Tasks for this exercise:
A. Reproduce the stretch of the commentary on the Orlando massacre from "Education for peace" through "a powerful force.", word for word.
B. According to the commentary on the Orlando massacre, why can textbooks that promote tolerance within a religious-educational framework be a powerful force? Answer in one to three sentences.

Study text:
The appalling massacre at Pulse, the gay club in Orlando, Florida yesterday, fills us all with a terrible sorrow and pain. Forty-nine people who went out to enjoy themselves have lost their lives and almost 53 others were taken to hospitals, following the worst mass shooting in US history.
Debate is raging about whether this was an Islamist terrorist attack or a homophobic attack. We think all can agree it was both.
Education for peace and tolerance can act as an effective break against impulses to act out bigoted, religious and political violence. And particularly for those who hold religious education in high regard, textbooks in a religious-educational framework that promote tolerance of others can be a powerful force.
In IMPACT-se’s report, “Between Sharia and Democracy: Islamic Education in North America,” released in March, we noted that the US-published textbooks we researched, generally contain many positive elements, promote good citizenship and adhere to UNESCO educational standards.
But we worried that LGTB issues have been simply ignored in Islamic Studies classes there.
“The examined curricula as presented, should enable the great majority of Muslim students in North America to be good law-abiding citizens who live in peace and harmony with their non-Muslim fellow citizens. All four curricula published in the US generally meet the UNESCO peace and tolerance standards.”

Input data:
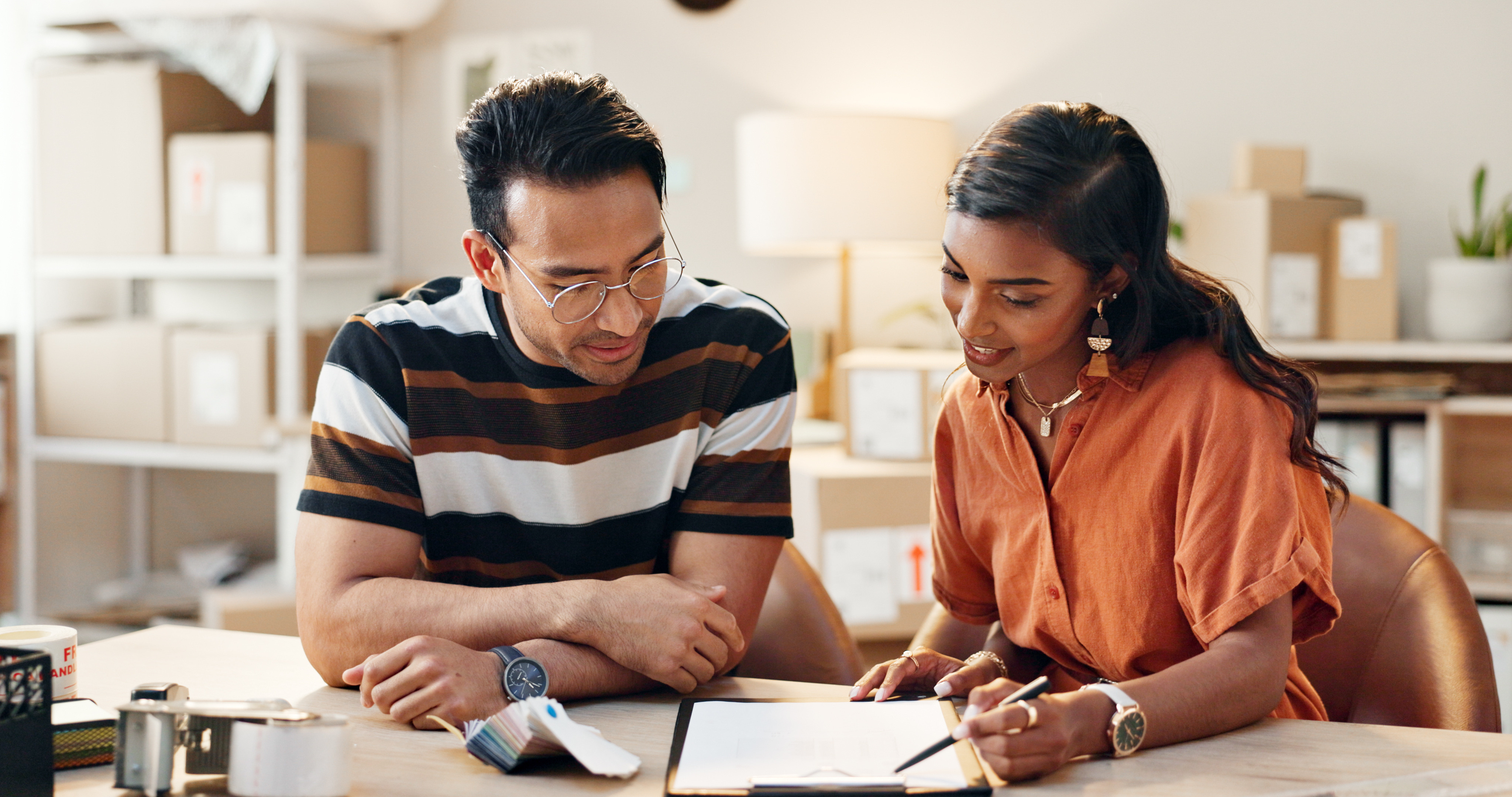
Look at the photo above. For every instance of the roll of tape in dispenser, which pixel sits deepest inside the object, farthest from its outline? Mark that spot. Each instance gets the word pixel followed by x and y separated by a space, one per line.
pixel 61 643
pixel 280 758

Set of answers:
A.
Education for peace and tolerance can act as an effective break against impulses to act out bigoted, religious and political violence. And particularly for those who hold religious education in high regard, textbooks in a religious-educational framework that promote tolerance of others can be a powerful force.

B. Education for peace and tolerance can work effectively against impulses to act out bigoted, religious and political violence. People who hold religious education in high regard are especially likely to be reached by tolerance taught in that setting.